◆ Task to carry out
Retype all of the entries word for word.

▶

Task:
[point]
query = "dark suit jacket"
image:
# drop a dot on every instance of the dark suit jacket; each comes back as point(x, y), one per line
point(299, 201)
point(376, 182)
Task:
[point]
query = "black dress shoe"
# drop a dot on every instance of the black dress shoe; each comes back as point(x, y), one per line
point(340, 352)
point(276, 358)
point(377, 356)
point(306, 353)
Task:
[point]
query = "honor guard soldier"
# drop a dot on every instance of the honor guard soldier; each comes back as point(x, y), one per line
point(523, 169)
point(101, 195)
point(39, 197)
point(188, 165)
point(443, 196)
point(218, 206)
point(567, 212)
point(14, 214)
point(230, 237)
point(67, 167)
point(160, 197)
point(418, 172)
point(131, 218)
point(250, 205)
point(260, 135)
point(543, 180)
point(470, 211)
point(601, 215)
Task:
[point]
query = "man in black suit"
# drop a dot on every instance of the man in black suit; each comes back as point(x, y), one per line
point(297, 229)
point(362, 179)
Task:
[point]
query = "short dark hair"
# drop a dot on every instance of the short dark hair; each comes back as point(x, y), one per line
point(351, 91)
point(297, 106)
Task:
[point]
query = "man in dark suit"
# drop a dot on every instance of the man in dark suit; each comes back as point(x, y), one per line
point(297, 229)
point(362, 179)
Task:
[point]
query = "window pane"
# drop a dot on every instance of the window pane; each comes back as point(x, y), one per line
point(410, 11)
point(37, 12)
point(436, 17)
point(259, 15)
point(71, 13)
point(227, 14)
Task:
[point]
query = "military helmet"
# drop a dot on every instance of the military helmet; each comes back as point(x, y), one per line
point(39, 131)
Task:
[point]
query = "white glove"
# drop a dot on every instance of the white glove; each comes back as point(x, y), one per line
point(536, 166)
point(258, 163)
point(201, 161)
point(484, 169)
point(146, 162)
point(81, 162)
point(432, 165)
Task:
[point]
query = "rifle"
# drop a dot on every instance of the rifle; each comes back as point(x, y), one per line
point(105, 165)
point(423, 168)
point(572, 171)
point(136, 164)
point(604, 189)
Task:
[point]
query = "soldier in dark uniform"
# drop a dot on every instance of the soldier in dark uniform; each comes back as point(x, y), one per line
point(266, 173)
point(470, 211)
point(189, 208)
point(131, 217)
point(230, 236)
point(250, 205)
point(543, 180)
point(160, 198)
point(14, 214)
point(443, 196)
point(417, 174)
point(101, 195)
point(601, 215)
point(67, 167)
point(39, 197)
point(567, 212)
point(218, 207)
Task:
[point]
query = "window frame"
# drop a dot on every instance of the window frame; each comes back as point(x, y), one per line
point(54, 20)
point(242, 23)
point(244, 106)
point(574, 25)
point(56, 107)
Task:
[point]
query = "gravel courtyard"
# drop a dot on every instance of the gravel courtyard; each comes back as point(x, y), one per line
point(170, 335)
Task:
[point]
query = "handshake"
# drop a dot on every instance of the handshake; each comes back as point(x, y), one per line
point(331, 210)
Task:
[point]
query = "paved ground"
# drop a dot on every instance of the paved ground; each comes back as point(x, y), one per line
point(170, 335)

◀

◆ Completed task
Task:
[point]
query = "dark suit jacket"
image:
# drop a dot on every instance of the dark suit jacket; each comes back as point(x, y), one per line
point(299, 201)
point(376, 182)
Task:
[point]
query = "black dress shoe"
# drop a dot on every instance of the black dress shoe; each comes back as point(x, y), one per line
point(340, 352)
point(276, 358)
point(377, 356)
point(306, 353)
Task:
[point]
query = "honor guard soldier"
# drop a dot on every instance of the honor guard soldier; each comes back as point(x, y), one per line
point(523, 169)
point(101, 195)
point(39, 197)
point(188, 165)
point(443, 196)
point(218, 206)
point(567, 212)
point(14, 214)
point(230, 237)
point(67, 167)
point(160, 197)
point(418, 172)
point(131, 218)
point(250, 205)
point(260, 135)
point(543, 180)
point(470, 211)
point(601, 215)
Task:
[point]
query = "man in black suit"
# drop a dot on every instance of the man in black suit; each comes back as point(x, y), one per line
point(297, 229)
point(362, 179)
Task:
[point]
query = "short dark hair"
# drop a dot on every instance of the short dark hair; each comes back as point(x, y), one per line
point(351, 91)
point(297, 106)
Task:
[point]
query = "man in dark suit"
# drop a dot on every instance of the man in dark suit; each comes back as point(x, y), one per line
point(297, 229)
point(362, 179)
Task:
[point]
query = "window pane"
# drop a dot on every instance of the window pane; each comes back as point(x, y), one per line
point(410, 11)
point(37, 12)
point(436, 17)
point(259, 15)
point(71, 13)
point(227, 14)
Task:
[point]
query = "military helmet"
# drop a dot on every instance of the military helmet; each comes back as point(x, y), one per line
point(39, 131)
Task:
[point]
query = "white glove"
# drop a dot on every instance of the white glove; each comes back as point(x, y), one per line
point(536, 166)
point(258, 163)
point(201, 161)
point(484, 169)
point(146, 162)
point(81, 162)
point(432, 165)
Task:
[point]
query = "rifle"
# drop a dot on every instance of the rifle; each comes back as point(x, y), one per line
point(105, 165)
point(423, 168)
point(572, 171)
point(136, 164)
point(604, 189)
Task:
[point]
query = "soldier in dark uniform"
# drop a dot on every instance of the soldier in dark uniform; each comes back as point(x, y), one per line
point(266, 173)
point(470, 211)
point(189, 208)
point(131, 217)
point(230, 236)
point(250, 205)
point(543, 180)
point(160, 198)
point(14, 214)
point(443, 196)
point(417, 174)
point(101, 195)
point(601, 215)
point(67, 167)
point(39, 197)
point(567, 212)
point(218, 207)
Task:
[point]
query = "window frame"
# drop a dot on every instance of the window frame; each comes back as point(x, y), one per line
point(54, 20)
point(242, 23)
point(244, 106)
point(574, 25)
point(56, 107)
Task:
[point]
query = "gravel courtyard"
# drop a dot on every instance of the gravel courtyard; each comes back as point(x, y), one per line
point(170, 335)
Task:
[point]
query = "handshake"
# drop a dot on every instance of the handshake; each comes back as point(x, y), one per line
point(331, 210)
Task:
[point]
query = "paved ground"
# drop a dot on every instance of the paved ground; each comes back as point(x, y), one per line
point(170, 335)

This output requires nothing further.